◆ **TASK**: Could you quote, exactly as they stand, the lines running from the one with "-- select a point on the distant skyline, one" to the final line of the material?

◆ **Items listed in a dataset**:
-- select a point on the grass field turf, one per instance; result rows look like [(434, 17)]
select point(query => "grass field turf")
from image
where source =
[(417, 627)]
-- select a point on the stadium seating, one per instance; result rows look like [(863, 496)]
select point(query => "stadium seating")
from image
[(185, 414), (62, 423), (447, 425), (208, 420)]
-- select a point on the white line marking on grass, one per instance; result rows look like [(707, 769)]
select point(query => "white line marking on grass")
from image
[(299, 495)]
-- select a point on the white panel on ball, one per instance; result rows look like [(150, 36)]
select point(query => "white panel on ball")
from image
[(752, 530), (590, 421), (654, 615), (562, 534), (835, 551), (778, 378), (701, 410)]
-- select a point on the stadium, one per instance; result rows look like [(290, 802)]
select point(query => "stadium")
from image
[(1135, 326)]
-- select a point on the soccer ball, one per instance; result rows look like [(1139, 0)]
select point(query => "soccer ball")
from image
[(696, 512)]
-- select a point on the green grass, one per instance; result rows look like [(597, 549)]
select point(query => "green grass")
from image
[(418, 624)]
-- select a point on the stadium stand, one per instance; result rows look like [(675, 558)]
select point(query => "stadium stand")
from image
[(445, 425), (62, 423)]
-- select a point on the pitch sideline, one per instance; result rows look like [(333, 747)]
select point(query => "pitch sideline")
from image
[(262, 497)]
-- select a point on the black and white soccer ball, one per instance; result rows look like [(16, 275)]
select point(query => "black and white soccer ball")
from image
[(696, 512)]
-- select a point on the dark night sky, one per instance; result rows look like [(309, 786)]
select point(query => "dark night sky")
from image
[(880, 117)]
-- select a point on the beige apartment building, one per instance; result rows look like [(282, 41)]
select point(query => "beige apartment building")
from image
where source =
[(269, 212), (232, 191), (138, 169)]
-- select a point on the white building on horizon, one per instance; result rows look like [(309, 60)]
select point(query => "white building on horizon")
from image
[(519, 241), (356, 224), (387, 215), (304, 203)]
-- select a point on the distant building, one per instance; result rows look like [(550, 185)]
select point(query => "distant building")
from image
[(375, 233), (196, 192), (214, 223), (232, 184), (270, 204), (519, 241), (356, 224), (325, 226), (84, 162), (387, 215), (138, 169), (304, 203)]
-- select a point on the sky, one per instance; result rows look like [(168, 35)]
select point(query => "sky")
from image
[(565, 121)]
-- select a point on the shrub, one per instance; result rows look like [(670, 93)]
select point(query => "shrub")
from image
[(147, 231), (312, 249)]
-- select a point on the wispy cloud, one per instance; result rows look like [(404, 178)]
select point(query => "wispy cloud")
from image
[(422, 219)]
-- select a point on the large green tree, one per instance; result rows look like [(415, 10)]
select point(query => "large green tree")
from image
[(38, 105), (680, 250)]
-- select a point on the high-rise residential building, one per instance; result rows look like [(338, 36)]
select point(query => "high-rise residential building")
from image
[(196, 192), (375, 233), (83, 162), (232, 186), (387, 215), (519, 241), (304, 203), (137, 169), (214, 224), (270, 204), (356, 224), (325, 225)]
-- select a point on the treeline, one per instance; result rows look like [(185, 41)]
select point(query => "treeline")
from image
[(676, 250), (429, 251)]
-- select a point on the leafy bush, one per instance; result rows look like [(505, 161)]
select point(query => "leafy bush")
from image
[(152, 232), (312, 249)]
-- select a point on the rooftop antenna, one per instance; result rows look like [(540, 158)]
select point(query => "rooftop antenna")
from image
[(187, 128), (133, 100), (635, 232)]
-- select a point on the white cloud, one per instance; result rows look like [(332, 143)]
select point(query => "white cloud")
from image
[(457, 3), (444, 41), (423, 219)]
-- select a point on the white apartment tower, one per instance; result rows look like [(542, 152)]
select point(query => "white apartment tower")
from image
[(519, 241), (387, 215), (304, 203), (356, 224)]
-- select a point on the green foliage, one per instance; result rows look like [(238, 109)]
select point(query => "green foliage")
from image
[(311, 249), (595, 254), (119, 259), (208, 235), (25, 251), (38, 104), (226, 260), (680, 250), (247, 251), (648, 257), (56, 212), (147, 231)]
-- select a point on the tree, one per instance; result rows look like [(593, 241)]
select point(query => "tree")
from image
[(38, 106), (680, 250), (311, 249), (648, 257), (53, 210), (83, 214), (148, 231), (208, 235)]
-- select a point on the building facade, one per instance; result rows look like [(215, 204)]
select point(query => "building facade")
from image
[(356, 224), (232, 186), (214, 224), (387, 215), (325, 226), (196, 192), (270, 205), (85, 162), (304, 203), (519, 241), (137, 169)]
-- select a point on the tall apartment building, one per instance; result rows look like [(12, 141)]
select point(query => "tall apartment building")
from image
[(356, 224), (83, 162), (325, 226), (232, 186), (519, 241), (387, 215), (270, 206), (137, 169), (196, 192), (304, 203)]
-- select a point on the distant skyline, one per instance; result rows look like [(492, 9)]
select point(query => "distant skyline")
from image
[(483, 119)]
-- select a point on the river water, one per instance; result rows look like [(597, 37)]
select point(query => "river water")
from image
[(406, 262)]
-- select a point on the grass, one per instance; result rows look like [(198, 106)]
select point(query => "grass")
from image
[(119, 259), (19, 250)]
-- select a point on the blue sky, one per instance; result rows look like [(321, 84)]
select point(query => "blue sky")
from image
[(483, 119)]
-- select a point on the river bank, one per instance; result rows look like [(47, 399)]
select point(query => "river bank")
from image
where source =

◆ **TASK OUTPUT**:
-- select a point on the distant skyline, one per instance; result rows look like [(492, 9)]
select point(query => "distant skyline")
from image
[(483, 119)]
-- select a point on the river water, one per instance; result rows look like [(597, 37)]
select point(query => "river water")
from image
[(406, 262)]
-- select a point on the grass, one per instance; result rows look like [(198, 106)]
select point(query => "grass")
from image
[(119, 259), (19, 250)]
-- select a point on the blue sky, one per instance; result rows look like [(321, 84)]
select point(query => "blue sky")
from image
[(483, 119)]
-- select a point on the river bank, one per instance; result rows look like [(47, 399)]
select point(query => "river bank")
from image
where source =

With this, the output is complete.